**Teks Sumber:**
--------------------

Di Instagram, akun Labuan Bajo Info mengunggah dokumen nota kesepahaman lintas asosiasi pelaku pariwisata dan individu pelaku pariwisata Kabupaten Manggarai Barat, Nusa Tenggara Timur, Sabtu (30/8/2022). Substansi utamanya adalah selama Agustus 2022, pelaku usaha di Labuan Bajo, termasuk TNK dan destinasi wisata Manggarai Barat, tidak akan melayani aktivitas wisata sebagai bentuk protes terhadap rencana kenaikan tiket TNK.
Saat dihubungi secara terpisah, Sekretaris Jenderal Perhimpunan Hotel dan Restoran Indonesia (PHRI) Maulana Yusran mengatakan, PHRI berharap pemerintah memahami kondisi pelaku usaha pariwisata di sekitar TNK yang terdampak pandemi Covid-19 selama 2020-2021. Kebijakan pembatasan kunjungan wisatawan yang salah satunya ditandai dengan penerapan biaya konservasi ditambah tiket masuk Rp 3,75 juta per orang akan memengaruhi proses pemulihan industri pariwisata yang terpuruk akibat pandemi Covid-19.
”Pemerintah sebaiknya mempertimbangkan potensi dampak kemanusiaan, tanpa mengabaikan visi konservasi di TNK. Kami telah berdiskusi internal dengan sesama pelaku usaha di bawah Gabungan Industri Pariwisata Indonesia sebelum bertemu dengan pemerintah,” ujarnya.
PHRI berpendapat polemik kebijakan yang berlarut-larut akan memengaruhi citra industri pariwisata nasional. Apalagi, kata Maulana, Indonesia sedang mempersiapkan acara G20. Pemerintah semestinya segera mencari opsi jalan keluar mengatasi polemik, seperti mempertimbangkan opsi penundaan.
Kepercayaan
Kepala Pusat Studi Pariwisata Universitas Gadjah Mada Mohamad Yusuf mengatakan, industri pariwisata memiliki multidampak, baik sosial, ekonomi, maupun budaya. Oleh karena itu, perumusan kebijakan pembangunan industri semestinya melibatkan multipemangku kepentingan di industri, mulai dari pemerintah, masyarakat lokal, hingga pelaku usaha.

--------------------

**Data yang Ditampilkan:**

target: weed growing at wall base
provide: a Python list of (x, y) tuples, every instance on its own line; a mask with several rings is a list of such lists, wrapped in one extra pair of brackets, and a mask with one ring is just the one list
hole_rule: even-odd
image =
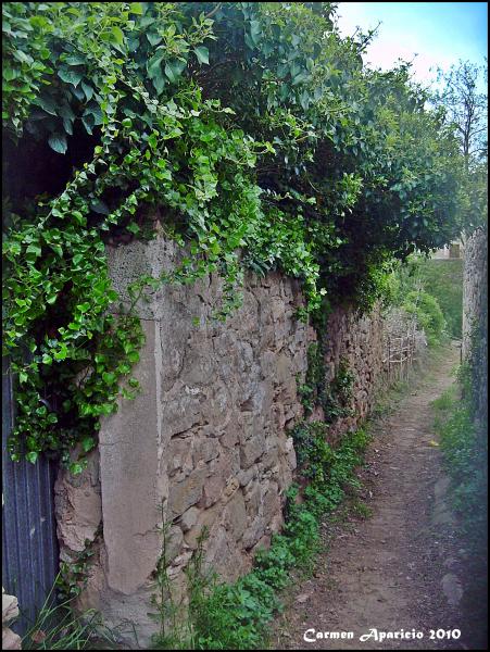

--------------------

**Tugas 1:** Terjemahkan kalimat dari teks sumber ini ke dalam bahasa Inggris: "Pemerintah sebaiknya mempertimbangkan potensi dampak kemanusiaan, tanpa mengabaikan visi konservasi di TNK."
**Tugas 2:**
Jawablah pertanyaan berikut berdasarkan teks sumber.
(a) Berapa biaya konservasi ditambah tiket masuk per orang?
(b) Acara apa yang, menurut Maulana, sedang dipersiapkan Indonesia?
(c) Apa jabatan Mohamad Yusuf?

**Ruang Jawaban 1:** The government should consider the potential humanitarian impact, without neglecting the conservation vision at TNK.

**Ruang Jawaban 2:**
(a) Rp 3,75 juta per orang.
(b) Acara G20.
(c) Kepala Pusat Studi Pariwisata Universitas Gadjah Mada.